**Instructions to follow**
Please give back, exactly as written, the lines from the line with "Target: lamp neck" to the line with "# put a marker on every instance of the basket" in the listing below, leaving out all pictures.
Content starts
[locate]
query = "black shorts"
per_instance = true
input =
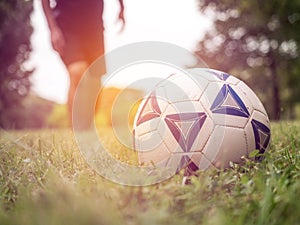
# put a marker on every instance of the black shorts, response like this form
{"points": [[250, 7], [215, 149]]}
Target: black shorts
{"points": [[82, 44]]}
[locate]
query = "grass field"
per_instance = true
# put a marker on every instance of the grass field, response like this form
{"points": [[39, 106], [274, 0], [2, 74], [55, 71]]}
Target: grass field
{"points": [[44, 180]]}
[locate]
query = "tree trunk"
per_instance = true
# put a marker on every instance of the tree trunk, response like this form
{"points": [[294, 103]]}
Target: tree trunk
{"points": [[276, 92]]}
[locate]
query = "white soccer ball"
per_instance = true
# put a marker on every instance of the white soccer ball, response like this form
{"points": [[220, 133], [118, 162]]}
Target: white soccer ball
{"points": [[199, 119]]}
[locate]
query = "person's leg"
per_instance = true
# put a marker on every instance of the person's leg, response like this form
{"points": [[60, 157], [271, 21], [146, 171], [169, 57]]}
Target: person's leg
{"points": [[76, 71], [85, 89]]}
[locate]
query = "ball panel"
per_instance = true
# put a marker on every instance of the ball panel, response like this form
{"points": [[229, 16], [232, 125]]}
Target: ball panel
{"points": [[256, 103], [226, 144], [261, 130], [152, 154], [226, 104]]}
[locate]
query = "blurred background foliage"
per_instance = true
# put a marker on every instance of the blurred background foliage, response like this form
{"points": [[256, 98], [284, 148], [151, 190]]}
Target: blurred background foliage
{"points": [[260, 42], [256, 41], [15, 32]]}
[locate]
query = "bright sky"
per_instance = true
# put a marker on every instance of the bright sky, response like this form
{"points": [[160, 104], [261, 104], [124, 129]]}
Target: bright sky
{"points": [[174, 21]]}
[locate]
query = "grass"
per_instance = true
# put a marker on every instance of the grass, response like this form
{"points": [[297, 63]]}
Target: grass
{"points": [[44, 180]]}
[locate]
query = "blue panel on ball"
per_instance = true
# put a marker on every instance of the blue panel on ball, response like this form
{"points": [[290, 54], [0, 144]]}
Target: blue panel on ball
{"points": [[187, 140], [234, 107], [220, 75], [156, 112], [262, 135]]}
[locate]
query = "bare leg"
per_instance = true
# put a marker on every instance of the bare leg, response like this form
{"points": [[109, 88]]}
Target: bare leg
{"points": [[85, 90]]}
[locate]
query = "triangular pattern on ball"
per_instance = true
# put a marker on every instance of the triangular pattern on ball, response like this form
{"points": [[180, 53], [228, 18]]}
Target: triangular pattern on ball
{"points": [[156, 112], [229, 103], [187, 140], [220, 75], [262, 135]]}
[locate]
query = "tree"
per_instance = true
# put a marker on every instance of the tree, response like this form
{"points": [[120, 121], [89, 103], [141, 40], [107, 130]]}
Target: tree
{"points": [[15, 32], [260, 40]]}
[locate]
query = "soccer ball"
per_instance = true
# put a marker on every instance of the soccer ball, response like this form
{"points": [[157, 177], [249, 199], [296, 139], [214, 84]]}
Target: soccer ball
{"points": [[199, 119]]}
Content ends
Content starts
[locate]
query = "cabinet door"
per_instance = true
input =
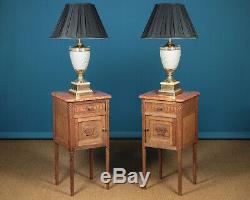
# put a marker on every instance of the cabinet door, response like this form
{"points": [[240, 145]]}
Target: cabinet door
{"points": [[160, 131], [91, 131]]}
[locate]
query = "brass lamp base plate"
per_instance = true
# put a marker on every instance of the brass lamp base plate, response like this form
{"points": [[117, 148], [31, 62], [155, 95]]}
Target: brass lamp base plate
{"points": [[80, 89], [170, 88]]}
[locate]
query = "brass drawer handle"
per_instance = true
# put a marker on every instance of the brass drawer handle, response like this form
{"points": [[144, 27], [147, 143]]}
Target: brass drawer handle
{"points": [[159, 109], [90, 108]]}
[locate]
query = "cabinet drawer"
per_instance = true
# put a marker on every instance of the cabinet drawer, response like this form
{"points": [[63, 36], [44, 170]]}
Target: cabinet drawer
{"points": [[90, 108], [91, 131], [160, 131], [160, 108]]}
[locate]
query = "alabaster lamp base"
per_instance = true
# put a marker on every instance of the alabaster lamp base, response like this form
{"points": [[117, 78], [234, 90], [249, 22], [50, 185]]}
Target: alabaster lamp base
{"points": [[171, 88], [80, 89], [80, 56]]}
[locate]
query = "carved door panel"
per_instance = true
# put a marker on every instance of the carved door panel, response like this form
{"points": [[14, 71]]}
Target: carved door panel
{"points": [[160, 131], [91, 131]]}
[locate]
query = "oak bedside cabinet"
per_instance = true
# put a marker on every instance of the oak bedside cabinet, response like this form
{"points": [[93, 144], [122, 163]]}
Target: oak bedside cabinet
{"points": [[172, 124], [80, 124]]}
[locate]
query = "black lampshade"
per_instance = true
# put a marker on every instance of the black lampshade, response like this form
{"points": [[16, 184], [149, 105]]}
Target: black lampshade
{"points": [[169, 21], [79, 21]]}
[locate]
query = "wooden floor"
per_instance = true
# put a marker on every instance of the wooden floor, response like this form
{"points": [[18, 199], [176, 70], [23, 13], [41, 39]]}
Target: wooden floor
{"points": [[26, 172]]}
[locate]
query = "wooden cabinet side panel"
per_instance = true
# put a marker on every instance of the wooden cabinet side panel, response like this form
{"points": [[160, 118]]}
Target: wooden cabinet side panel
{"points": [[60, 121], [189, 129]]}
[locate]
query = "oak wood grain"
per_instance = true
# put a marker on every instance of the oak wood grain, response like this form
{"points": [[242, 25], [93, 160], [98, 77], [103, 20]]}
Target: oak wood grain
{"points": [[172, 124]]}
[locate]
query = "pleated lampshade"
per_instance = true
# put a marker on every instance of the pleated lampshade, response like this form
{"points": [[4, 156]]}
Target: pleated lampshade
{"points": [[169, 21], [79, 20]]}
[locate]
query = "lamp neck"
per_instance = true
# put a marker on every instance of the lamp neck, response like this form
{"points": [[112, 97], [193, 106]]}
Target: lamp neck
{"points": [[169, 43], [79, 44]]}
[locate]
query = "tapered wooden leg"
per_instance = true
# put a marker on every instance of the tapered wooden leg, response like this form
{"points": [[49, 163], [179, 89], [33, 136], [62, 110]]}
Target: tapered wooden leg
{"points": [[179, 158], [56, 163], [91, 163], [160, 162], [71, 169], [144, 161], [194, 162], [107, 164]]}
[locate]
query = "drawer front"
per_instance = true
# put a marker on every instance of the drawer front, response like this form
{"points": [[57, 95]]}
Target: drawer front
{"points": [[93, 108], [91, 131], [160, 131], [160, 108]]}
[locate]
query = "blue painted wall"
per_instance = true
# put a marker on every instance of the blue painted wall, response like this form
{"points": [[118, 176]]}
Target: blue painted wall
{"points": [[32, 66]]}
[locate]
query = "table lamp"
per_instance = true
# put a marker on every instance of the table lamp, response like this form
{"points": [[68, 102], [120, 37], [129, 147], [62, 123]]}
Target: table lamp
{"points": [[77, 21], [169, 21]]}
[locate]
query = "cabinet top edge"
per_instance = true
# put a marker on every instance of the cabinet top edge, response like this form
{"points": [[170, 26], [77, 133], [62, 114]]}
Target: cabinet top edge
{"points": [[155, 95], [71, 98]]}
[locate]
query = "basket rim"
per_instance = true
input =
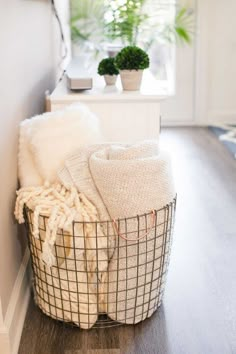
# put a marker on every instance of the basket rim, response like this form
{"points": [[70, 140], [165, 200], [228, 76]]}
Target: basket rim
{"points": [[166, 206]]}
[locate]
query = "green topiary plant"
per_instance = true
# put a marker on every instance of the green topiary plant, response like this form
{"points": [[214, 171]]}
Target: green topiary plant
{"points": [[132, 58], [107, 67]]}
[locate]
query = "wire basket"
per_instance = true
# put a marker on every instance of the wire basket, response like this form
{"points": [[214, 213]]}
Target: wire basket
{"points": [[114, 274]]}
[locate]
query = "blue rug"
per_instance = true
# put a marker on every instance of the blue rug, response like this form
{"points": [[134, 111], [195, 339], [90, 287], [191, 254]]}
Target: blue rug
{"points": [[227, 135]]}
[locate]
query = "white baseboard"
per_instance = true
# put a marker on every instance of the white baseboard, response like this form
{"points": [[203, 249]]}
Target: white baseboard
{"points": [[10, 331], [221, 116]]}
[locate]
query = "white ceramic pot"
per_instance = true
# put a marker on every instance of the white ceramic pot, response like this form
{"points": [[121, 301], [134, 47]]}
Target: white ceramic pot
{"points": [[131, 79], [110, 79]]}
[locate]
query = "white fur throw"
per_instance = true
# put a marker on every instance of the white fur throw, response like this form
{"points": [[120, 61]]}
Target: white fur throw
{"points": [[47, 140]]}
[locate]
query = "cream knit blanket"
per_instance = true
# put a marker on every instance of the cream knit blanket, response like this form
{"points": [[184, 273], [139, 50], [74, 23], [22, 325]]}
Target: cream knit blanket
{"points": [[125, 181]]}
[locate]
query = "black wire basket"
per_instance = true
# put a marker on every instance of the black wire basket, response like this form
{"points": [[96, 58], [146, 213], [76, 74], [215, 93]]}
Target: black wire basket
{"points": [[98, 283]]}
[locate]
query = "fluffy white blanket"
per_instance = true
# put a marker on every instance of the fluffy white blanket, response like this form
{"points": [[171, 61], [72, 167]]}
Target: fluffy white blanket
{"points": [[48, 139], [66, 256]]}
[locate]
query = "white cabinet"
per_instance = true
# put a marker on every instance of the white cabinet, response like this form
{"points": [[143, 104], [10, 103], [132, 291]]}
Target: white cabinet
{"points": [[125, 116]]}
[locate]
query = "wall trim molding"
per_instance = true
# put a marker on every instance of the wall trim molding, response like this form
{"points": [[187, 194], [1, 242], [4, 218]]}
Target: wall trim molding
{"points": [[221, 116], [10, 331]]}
Content ends
**Finished task**
Target: lamp neck
{"points": [[169, 43], [79, 44]]}
[locate]
query = "tapered wooden leg"
per_instance = true
# put a marker on every instance of the tapered wooden leg, response like this form
{"points": [[49, 163], [179, 89], [33, 136], [62, 110]]}
Target: tapered wooden leg
{"points": [[179, 158], [56, 163], [91, 163], [160, 162], [71, 169], [144, 161], [194, 162], [107, 164]]}
[locate]
query = "drawer front"
per_instance = true
# put a marker on every instance of the drawer front, response like this form
{"points": [[57, 95]]}
Target: drawer front
{"points": [[93, 108], [91, 131], [160, 131], [160, 108]]}
[locate]
query = "blue painted wall"
per_instance = true
# put a marker on every instance of the blue painted wall, response like this form
{"points": [[118, 176]]}
Target: blue painted wall
{"points": [[32, 66]]}
[locate]
query = "table lamp"
per_instance = true
# put a marker on every instance of the table lamp, response like this form
{"points": [[68, 102], [120, 37], [129, 147], [62, 123]]}
Target: table lamp
{"points": [[77, 21], [169, 21]]}
[locate]
query = "cabinet top edge"
per_instance = true
# put a marker on every instance of the cabinet top edge, response like this form
{"points": [[170, 26], [77, 133], [62, 114]]}
Target: cabinet top edge
{"points": [[155, 95], [71, 98]]}
[locate]
query = "basket rim"
per_instance = true
input =
# put a marker on every instance of the basket rim, response like this form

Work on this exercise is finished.